[Data items]
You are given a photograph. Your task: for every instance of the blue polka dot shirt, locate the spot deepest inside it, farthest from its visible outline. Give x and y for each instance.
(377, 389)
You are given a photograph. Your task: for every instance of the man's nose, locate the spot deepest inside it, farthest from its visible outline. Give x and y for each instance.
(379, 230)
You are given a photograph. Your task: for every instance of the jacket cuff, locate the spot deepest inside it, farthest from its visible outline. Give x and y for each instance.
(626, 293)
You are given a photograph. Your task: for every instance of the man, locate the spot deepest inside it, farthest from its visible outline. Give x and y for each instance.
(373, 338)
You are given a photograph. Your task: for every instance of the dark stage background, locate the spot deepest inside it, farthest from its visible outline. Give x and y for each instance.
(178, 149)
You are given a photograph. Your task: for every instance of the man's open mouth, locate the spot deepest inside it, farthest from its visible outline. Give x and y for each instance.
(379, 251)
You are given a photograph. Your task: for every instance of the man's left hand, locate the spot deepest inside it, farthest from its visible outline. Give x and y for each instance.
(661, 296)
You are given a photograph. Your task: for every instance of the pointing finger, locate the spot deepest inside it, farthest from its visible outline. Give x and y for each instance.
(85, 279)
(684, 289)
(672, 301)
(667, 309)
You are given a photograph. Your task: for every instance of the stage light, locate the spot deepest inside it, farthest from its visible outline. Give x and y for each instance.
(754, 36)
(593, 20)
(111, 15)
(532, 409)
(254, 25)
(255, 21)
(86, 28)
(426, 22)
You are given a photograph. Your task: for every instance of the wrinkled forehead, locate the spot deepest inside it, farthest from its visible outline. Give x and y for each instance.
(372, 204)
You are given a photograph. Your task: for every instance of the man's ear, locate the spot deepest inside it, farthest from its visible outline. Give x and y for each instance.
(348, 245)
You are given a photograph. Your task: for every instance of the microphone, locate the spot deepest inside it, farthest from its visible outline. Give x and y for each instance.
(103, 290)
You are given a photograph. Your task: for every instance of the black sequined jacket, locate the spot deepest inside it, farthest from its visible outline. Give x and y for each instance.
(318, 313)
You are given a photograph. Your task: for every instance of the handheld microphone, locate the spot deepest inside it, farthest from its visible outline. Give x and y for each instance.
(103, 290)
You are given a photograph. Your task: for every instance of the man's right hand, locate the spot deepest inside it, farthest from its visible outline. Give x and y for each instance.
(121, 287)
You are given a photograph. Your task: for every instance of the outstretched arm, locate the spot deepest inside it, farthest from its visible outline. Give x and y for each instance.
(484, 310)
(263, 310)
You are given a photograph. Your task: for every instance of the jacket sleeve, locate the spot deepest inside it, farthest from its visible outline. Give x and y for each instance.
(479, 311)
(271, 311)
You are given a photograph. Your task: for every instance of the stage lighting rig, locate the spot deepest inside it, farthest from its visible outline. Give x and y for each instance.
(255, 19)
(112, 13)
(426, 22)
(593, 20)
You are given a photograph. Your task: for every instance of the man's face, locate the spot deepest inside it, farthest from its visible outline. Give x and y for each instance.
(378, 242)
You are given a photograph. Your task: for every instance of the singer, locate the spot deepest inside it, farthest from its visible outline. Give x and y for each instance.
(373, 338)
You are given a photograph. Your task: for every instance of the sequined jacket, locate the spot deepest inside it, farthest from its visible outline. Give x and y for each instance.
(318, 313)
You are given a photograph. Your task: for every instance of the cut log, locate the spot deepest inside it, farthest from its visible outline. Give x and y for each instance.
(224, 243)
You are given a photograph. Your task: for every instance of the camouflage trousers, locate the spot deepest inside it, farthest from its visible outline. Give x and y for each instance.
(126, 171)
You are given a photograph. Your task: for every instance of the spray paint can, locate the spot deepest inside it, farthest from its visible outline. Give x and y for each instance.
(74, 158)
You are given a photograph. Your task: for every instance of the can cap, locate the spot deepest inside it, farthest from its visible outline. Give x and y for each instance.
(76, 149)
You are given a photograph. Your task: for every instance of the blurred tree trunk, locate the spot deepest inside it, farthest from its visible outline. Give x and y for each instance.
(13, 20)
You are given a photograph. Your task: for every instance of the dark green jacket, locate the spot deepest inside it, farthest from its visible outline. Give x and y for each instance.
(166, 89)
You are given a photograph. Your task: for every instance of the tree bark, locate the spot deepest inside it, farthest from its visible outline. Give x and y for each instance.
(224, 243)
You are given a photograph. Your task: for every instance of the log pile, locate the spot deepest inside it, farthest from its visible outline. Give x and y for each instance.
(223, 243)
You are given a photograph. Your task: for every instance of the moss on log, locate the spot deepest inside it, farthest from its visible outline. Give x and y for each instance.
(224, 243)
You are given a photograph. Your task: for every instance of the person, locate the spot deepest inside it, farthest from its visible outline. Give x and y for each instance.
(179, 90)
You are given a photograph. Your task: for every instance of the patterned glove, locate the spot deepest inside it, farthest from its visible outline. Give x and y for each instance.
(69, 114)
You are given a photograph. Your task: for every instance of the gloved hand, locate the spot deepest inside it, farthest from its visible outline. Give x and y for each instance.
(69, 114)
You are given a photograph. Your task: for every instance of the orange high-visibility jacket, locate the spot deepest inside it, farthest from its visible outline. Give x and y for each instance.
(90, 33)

* GIVEN EXERCISE:
Rewrite every one of the records above, swapping "photograph" for "photo" wherever it occurs and leaving all other text unchanged.

* EXERCISE RESPONSE:
You are given a photo. Your task: for every instance of the blue polka dot shirt, locate the spot deepest inside it, farthest from its visible outline. Give x and y for each instance.
(377, 389)
You are given a photo. Your task: for every instance of the man's nose, locate the spot deepest inside it, farthest from its visible outline. Give x and y for each instance.
(379, 230)
You are given a photo. Your task: for every instance of the jacket cuff, locate the spot deepest inside it, farthest from its visible outline. Give x and y for each instance.
(626, 293)
You are given a photo. Your task: for every instance of the man, locate the spot deepest inside it, farthest from its visible outline. Give x and y for each instance.
(373, 338)
You are given a photo. Your task: for every instance of the dark stage background, locate the spot deepest inside it, farthest from its visible outline. Give x and y for each instance.
(178, 149)
You are given a photo. Your task: for every instance of the man's open mouth, locate the spot deepest inside it, farthest from its visible outline. Give x and y for each instance.
(379, 251)
You are given a photo. Your task: for every instance of the man's left hand, locate the spot deepest inside it, farthest from its visible outline. Give x and y for each instance.
(661, 296)
You are given a photo. Your task: for every instance of the pointing finger, locate the spot deepest inside it, farthest from its visible outline. Give x and y for each instance.
(85, 279)
(684, 289)
(672, 301)
(667, 309)
You are given a photo. Your task: for every instance of the stage light, locate the spot deepest inside it, farthest from its visible outline. Give x and y for each instance.
(754, 36)
(593, 20)
(111, 15)
(532, 409)
(254, 25)
(255, 21)
(86, 28)
(426, 22)
You are given a photo. Your task: for every instance of the wrinkled forehead, locate the spot deepest inside it, farthest from its visible outline. Give x and y for each instance.
(372, 204)
You are given a photo. Your task: for every instance of the man's ear, locate the spot deepest inside it, farthest from its visible outline. Give x and y for each instance.
(348, 245)
You are given a photo. Your task: for every instance of the microphone, locate the spot deepest inside it, farthest from its visible outline. Give x and y for each instance.
(103, 290)
You are given a photo. Your task: for every instance of the black sequined jacket, locate the spot deepest inside it, farthest from its visible outline. Give x and y for each instance.
(318, 313)
You are given a photo. Your task: for every instance of the handheld microphone, locate the spot deepest inside it, farthest from its visible outline. Give x and y for each instance.
(103, 290)
You are given a photo. Your task: for every instance of the man's right hand, locate the spot deepest inside it, farthest from its visible outline. Give x and y for each instance.
(121, 287)
You are given a photo. Your task: for every instance of the outstretched arm, locate the spot deepest inside it, farthest from its visible outline. Give x and y for each instance.
(484, 310)
(263, 310)
You are given a photo. Your task: for every instance of the jacket sleeve, locate the spot deepest inside it, farthest from its visible outline. Give x and y for each instance.
(479, 311)
(271, 311)
You are given a photo. Your task: for every instance of the stage lighting rig, locate the spot deepest inside it, farthest from its visible outline. Give x and y for each instance.
(255, 19)
(112, 13)
(426, 22)
(593, 20)
You are given a photo. Your task: for every instance of the man's face, locate the spot deepest inside it, farthest from its visible outline. Give x and y for each instance.
(378, 242)
You are given a photo. Your task: for every instance of the singer, locate the spot deepest inside it, farthest from its visible outline. Give x and y for each instance.
(373, 338)
You are given a photo. Your task: for every instance of the sequined jacket, locate the spot deepest inside it, farthest from its visible outline. Give x and y for each instance.
(318, 313)
You are given a photo. Your task: for every instance of the cut log, locate the spot deepest inside it, farthest from its visible outline. Give x and y for each instance.
(224, 243)
You are given a photo. Your task: for every instance of the camouflage trousers, locate the spot deepest inside it, farthest from its visible outline. Give x and y for each instance.
(126, 171)
You are given a photo. Your task: for every instance of the spray paint can, locate the spot deepest inside it, farthest from its visible outline. Give x and y for each instance.
(74, 158)
You are given a photo. Your task: for every instance of the can cap, locate the spot deepest inside it, farthest from its visible outline. Give x and y for each instance.
(76, 149)
You are given a photo. Your task: for every instance of the blurred tree trunk, locate the spot deepest inside it, farthest from its visible outline. Give x and y for each instance.
(13, 20)
You are given a photo. Your task: for every instance of the dark green jacket, locate the spot deepest inside it, farthest from its visible outline. Give x and y for each instance.
(166, 89)
You are given a photo. Your task: for every instance of the tree bark, locate the spot deepest inside it, farthest from its visible outline. Give x and y for each instance.
(224, 243)
You are given a photo. Your task: for every instance of the log pile, locate the spot deepest inside it, farthest from its visible outline. Give x and y for each instance.
(223, 243)
You are given a photo. Your task: for every instance of the moss on log, locate the spot deepest inside it, farthest from its visible outline. Give x and y for each instance.
(224, 243)
You are given a photo. Your task: for every instance of the person, locate the spot deepest inside it, farthest from its visible outline. Give x and y for each instance.
(179, 90)
You are given a photo. Your task: for every instance of the patterned glove, locate the spot deepest inside it, farthest from its visible outline. Give x and y for each instance.
(69, 114)
You are given a photo. Your task: for every instance of the gloved hand, locate the spot deepest inside it, farthest from its visible outline. Give x and y for each instance.
(69, 114)
You are given a photo. Your task: for every instance of the orange high-visibility jacket, locate the spot deepest inside it, farthest from its visible outline. Give x and y for each instance.
(90, 33)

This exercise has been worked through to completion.